**Stored data entries**
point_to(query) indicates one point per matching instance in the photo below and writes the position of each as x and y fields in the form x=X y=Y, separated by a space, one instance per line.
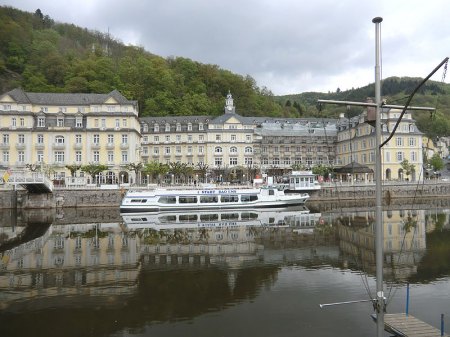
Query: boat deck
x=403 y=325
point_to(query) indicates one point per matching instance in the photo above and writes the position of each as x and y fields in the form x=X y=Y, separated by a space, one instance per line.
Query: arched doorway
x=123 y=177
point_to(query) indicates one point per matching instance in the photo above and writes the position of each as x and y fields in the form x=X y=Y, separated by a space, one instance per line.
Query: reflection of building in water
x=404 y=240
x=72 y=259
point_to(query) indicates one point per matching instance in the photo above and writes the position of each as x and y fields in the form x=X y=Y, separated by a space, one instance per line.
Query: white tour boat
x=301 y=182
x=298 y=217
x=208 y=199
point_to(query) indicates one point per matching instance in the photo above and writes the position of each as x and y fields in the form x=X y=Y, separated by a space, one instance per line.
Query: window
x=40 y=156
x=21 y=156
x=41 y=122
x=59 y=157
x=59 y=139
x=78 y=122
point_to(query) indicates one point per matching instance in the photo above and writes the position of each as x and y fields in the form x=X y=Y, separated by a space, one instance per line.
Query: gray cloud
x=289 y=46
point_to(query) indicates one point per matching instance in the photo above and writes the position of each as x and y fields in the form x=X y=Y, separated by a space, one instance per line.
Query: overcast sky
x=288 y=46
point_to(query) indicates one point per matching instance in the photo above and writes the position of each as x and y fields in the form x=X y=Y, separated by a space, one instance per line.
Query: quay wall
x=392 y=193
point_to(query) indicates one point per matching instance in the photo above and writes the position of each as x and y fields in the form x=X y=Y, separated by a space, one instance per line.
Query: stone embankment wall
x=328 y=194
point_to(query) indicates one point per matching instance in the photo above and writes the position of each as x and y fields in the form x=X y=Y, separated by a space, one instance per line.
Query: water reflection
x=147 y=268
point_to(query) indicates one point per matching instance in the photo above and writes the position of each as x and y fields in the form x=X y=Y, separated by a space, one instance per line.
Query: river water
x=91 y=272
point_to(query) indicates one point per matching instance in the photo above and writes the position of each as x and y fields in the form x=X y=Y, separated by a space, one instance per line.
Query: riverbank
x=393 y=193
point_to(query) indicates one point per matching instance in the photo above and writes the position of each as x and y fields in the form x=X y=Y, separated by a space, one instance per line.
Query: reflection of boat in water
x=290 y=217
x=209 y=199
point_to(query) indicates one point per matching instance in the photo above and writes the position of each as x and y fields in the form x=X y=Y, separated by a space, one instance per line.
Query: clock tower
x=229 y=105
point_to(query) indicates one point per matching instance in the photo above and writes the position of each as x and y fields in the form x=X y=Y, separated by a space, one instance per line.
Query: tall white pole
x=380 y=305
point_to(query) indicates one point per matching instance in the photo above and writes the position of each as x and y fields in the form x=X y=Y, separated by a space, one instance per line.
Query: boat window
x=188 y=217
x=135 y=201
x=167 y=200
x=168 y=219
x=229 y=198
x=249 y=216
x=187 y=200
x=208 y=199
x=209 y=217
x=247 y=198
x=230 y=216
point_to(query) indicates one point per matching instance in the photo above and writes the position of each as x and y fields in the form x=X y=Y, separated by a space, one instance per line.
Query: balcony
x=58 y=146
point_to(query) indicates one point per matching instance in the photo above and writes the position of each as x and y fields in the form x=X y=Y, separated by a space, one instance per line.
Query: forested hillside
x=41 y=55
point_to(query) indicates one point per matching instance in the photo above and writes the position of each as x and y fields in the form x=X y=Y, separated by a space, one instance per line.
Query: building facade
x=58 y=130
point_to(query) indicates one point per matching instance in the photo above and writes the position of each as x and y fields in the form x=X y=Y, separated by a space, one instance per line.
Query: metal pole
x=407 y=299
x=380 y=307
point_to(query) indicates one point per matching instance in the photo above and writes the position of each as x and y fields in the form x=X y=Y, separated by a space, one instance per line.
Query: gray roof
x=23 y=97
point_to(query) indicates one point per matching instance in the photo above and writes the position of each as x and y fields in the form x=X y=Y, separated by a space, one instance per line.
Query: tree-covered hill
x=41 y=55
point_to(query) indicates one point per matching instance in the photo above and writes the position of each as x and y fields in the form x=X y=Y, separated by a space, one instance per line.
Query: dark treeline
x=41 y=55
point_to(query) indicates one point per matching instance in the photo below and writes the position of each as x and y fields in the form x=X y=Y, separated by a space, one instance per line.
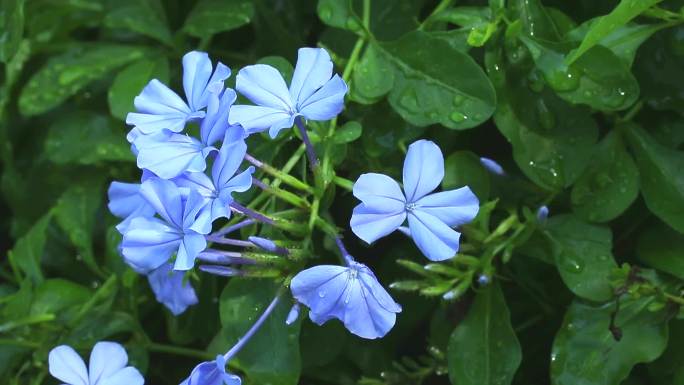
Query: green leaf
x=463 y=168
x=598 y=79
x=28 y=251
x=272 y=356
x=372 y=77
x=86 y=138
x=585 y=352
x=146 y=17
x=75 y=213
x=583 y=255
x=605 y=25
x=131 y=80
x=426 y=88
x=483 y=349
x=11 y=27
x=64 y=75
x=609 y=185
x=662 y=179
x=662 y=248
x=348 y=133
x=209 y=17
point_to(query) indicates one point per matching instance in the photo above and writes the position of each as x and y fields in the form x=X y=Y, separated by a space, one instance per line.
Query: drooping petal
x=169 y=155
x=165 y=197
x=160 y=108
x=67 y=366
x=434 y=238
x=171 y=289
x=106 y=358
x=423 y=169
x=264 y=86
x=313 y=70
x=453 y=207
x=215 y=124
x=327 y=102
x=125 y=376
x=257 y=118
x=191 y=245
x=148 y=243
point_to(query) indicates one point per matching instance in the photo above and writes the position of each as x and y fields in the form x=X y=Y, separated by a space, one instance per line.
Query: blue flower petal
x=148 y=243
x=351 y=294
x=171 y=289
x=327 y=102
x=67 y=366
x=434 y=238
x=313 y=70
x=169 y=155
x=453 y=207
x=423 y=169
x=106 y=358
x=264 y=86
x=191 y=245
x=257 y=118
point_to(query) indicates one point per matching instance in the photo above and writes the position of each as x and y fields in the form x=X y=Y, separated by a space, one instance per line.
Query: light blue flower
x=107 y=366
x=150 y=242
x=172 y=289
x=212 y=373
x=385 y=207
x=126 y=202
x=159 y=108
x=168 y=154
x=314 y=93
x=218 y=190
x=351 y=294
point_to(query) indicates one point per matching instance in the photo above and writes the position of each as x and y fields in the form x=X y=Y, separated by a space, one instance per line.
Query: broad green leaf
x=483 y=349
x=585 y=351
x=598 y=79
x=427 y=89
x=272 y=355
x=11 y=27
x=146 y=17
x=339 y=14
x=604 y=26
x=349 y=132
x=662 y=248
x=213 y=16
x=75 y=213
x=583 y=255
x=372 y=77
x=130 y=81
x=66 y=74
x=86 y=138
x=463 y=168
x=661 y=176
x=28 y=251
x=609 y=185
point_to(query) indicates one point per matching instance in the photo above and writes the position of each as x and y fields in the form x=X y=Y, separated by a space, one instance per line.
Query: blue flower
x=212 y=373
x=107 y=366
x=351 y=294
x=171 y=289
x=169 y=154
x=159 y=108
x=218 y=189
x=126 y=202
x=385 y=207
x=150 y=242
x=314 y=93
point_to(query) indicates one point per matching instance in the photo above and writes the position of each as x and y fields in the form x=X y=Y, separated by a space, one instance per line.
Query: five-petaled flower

**WORK ITEM**
From the first line to the last, set down the records word for word and drop the images.

**RESPONSE AREA**
point_to(query) indicates one point per matching instance in the photo below and writes the position of each as x and y fields in the form x=X y=Y, separated by a space, one instance per line.
Query: boat deck
x=403 y=325
point_to(query) indicates one point per matching instance in the photo above and writes the position of each as x and y fields in the form x=X y=Y, separated by a space, one instance per line.
Query: arched doorway
x=123 y=177
point_to(query) indicates one point per matching instance in the photo above and writes the position of each as x and y fields in the form x=X y=Y, separated by a space, one instance per line.
Query: reflection of building in water
x=404 y=240
x=72 y=259
point_to(query) indicates one point per matching instance in the photo above and writes the position of each as x and y fields in the form x=X y=Y, separated by a space, one instance per line.
Query: white tour boat
x=301 y=182
x=298 y=217
x=208 y=199
point_to(query) indicates one point per matching instance in the photo above and writes the position of each as x and y fields in the form x=X y=Y, separated by a space, one instance per line.
Query: window
x=40 y=156
x=21 y=156
x=41 y=122
x=59 y=157
x=59 y=139
x=78 y=122
point_to(query) indicates one point per matching instance in the photo above and writes the position of each as x and y fields in the form x=X y=Y, separated by a space, one instance per line.
Query: gray cloud
x=289 y=46
point_to(query) indicates one point per matching instance in the photo above and writes the position of each as x and y fields in the form x=X y=Y, separated by a space, one instance per line.
Query: overcast sky
x=288 y=46
point_to(query) indicates one point per matching instance in the photo above and writes the position of each as x and y fields in the form x=X y=Y, separated by a space, one instance per line.
Query: quay wall
x=392 y=193
point_to(query) indicates one point per matching instance in the photo above and writes the position of each as x and y fields in the form x=X y=Y, separated by a space, one instance per line.
Query: stone embankment wall
x=328 y=194
point_to(query) indicates one point per matching instance in the photo above and writes the position of each as x and y fields in the form x=X y=Y, separated by a space, one instance per line.
Query: water reflection
x=147 y=268
point_to(query) indicates one point per matching instance in the photo above and writes the position of each as x and y fields in the form x=X y=Y, separated by a space, one instance per line.
Query: river water
x=91 y=272
point_to(query) indicates one point per matching instance in the photo above and writes the position of each as x and y fields in the form x=X y=Y, separated by a space, one instance per line.
Query: riverbank
x=393 y=193
point_to(query) indicates one point per matching instance in the photo above and writes the position of each as x and y fields in the form x=X y=Y, separated by a space, one instance per line.
Query: reflection of boat in water
x=290 y=217
x=209 y=199
point_to(query) indicates one point per matching instance in the photo above and writes the position of each as x and y fields in the form x=X y=Y, separated by a space, one instance per line.
Query: clock tower
x=229 y=105
point_to(query) indicates one point per matching instance in the photo above and writes the position of each as x and y fields in the form x=X y=Y, separated by a space, one instance per line.
Query: tall white pole
x=380 y=305
point_to(query) indicates one point per matching instance in the photo above and writes the position of each as x and y fields in the form x=X y=Y, separated by a space, one instance per line.
Query: boat window
x=188 y=217
x=135 y=201
x=167 y=200
x=168 y=219
x=229 y=198
x=249 y=216
x=187 y=200
x=208 y=199
x=209 y=217
x=247 y=198
x=230 y=216
point_to(query) indicates one point per matching instance in the photo above and writes the position of each as x and y fields in the form x=X y=Y, separated by a space, one instance per line.
Query: balcony
x=58 y=146
point_to(query) indicates one point per matching instance in the photo above and writes the position of each as x and y fields in the form x=X y=Y, separated by a space, one instance per line.
Query: forested hillside
x=41 y=55
point_to(query) indicates one point per matching instance in the photo above and writes the position of each as x and y fields in the form x=X y=Y, separated by a space, one instance per line.
Query: building facade
x=58 y=130
point_to(query) indicates one point per matching instance in the photo above and writes the position of each as x and y fields in the form x=X y=Y, separated by a space, one instance per line.
Query: metal pole
x=407 y=299
x=380 y=307
point_to(query) indicates one point per matching instance in the photo above and writes the position of each as x and y fields in the form x=X y=Y, separated by a space, one instance per line.
Query: gray roof
x=23 y=97
point_to(query) indicates one point per matching instance in the photo above and writes the position of each as x and y fields in the form x=X y=Y, separated by a space, one instance per line.
Query: tree-covered hill
x=41 y=55
point_to(query) indicates one point per matching instance in the photo above and writes the position of each as x and y fields in the form x=X y=Y, separated by a space, one instance per line.
Query: dark treeline
x=41 y=55
point_to(query) indicates one point per matching instance in the photo below and writes the position of each as x and y fields in the form x=X y=Y, separated by a space, one instance per line.
Query: green leaf
x=463 y=168
x=598 y=79
x=28 y=251
x=272 y=356
x=372 y=77
x=86 y=138
x=585 y=352
x=146 y=17
x=75 y=213
x=583 y=255
x=605 y=25
x=131 y=80
x=426 y=88
x=483 y=349
x=11 y=27
x=64 y=75
x=609 y=185
x=662 y=179
x=662 y=248
x=348 y=133
x=209 y=17
point_to(query) indicates one point per matching instance in the photo above and writes the position of each as x and y fields in the form x=X y=Y, separated by a space, one instance per line.
Query: drooping petal
x=169 y=155
x=165 y=197
x=160 y=108
x=67 y=366
x=434 y=238
x=171 y=289
x=106 y=358
x=423 y=169
x=264 y=86
x=313 y=70
x=453 y=207
x=215 y=124
x=327 y=102
x=125 y=376
x=257 y=118
x=191 y=245
x=148 y=243
point_to(query) indicates one point per matching instance in the photo above and writes the position of each as x and y fields in the form x=X y=Y, separated by a space, one instance per line.
Query: blue flower petal
x=148 y=243
x=351 y=294
x=171 y=289
x=327 y=102
x=67 y=366
x=434 y=238
x=313 y=70
x=169 y=155
x=453 y=207
x=423 y=169
x=106 y=358
x=264 y=86
x=191 y=245
x=257 y=118
point_to(query) indicates one point per matching instance in the photo above and writes the position of each as x and y fields in the form x=X y=Y, separated by a space, one instance per line.
Query: light blue flower
x=107 y=366
x=150 y=242
x=172 y=289
x=212 y=373
x=385 y=207
x=126 y=202
x=159 y=108
x=168 y=154
x=314 y=93
x=218 y=190
x=351 y=294
point_to(query) indicates one point per matching instance in the photo above and writes the position of each as x and y fields in the form x=X y=Y, separated by a space, one instance per line.
Query: broad green leaf
x=483 y=349
x=585 y=351
x=598 y=79
x=427 y=89
x=272 y=355
x=11 y=27
x=146 y=17
x=339 y=14
x=604 y=26
x=349 y=132
x=662 y=248
x=213 y=16
x=75 y=213
x=583 y=255
x=372 y=77
x=130 y=81
x=66 y=74
x=86 y=138
x=463 y=168
x=661 y=176
x=28 y=251
x=609 y=185
point_to(query) indicates one point per matching instance in the photo above and writes the position of each as x and y fields in the form x=X y=Y, separated by a space, one instance per line.
Query: blue flower
x=212 y=373
x=107 y=366
x=351 y=294
x=171 y=289
x=169 y=154
x=159 y=108
x=218 y=189
x=126 y=202
x=385 y=207
x=150 y=242
x=314 y=93
point_to(query) indicates one point per matching instance in the photo above and writes the position of each as x and y fields in the form x=X y=Y, separated by a space, one instance per line.
Query: five-petaled flower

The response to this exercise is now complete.